◆ **Dati estratti**:
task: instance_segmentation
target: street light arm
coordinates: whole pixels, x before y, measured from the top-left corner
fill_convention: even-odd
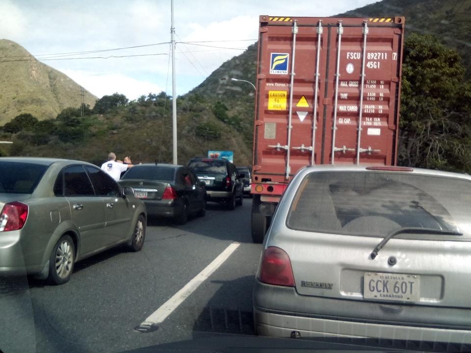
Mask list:
[[[234,78],[234,77],[231,78],[231,80],[232,81],[241,81],[242,82],[246,82],[247,83],[250,83],[250,84],[251,84],[252,86],[254,88],[254,89],[257,91],[257,88],[255,87],[255,85],[254,85],[250,81],[247,81],[247,80],[239,79],[238,78]]]

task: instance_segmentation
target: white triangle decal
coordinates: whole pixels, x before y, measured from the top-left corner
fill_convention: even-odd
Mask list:
[[[297,113],[298,116],[299,117],[299,120],[301,120],[301,123],[304,121],[304,118],[308,115],[307,112],[296,112],[296,113]]]

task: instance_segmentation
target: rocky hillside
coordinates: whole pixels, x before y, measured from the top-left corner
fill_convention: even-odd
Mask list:
[[[40,120],[55,118],[67,107],[80,106],[80,86],[40,62],[19,44],[0,39],[0,125],[28,113]],[[84,102],[97,97],[87,91]]]

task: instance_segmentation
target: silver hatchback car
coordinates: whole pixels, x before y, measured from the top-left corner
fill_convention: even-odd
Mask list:
[[[306,167],[265,236],[255,327],[277,337],[467,344],[470,293],[471,176]]]

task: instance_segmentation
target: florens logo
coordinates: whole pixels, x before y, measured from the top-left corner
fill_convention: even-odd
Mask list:
[[[288,75],[289,54],[286,53],[272,53],[270,59],[270,73],[274,75]]]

◆ **Consegna**: Sostituisci "even-odd" con "nonzero" in tutte le righe qui sopra e riscrivile senza altre modifiche. Ometti le immagini.

◆ **Risposta**:
task: instance_segmentation
target: street light arm
coordinates: whole pixels, x before y, measured from the top-left corner
fill_convention: nonzero
Mask list:
[[[234,78],[234,77],[231,78],[231,80],[232,81],[241,81],[242,82],[246,82],[247,83],[250,83],[250,84],[251,84],[252,86],[254,88],[254,89],[257,91],[257,88],[255,87],[255,85],[254,85],[250,81],[247,81],[247,80],[239,79],[238,78]]]

task: instance_segmentation
target: white triangle decal
coordinates: whole pixels, x before y, measured from the top-left corner
fill_convention: nonzero
Mask list:
[[[297,113],[298,116],[299,117],[299,120],[301,120],[301,123],[304,121],[304,118],[308,115],[307,112],[296,112],[296,113]]]

task: instance_segmentation
target: rocky hillside
coordinates: whole pixels, x before y, measured from the top-left corner
fill_convention: nonzero
Mask list:
[[[40,120],[55,118],[67,107],[80,106],[80,86],[40,62],[19,44],[0,39],[0,125],[28,113]],[[84,102],[97,97],[87,91]]]

task: instance_segmentation
target: silver hatchback car
coordinates: whole pixels, x before y, measured from the top-left corner
fill_convention: nonzero
Mask list:
[[[306,167],[265,236],[255,327],[277,337],[467,344],[470,293],[471,176]]]

task: instance_segmentation
target: florens logo
coordinates: whole pixels, x before y, measured from the top-left corner
fill_convention: nonzero
Mask list:
[[[288,75],[289,54],[286,53],[272,53],[270,59],[270,73],[274,75]]]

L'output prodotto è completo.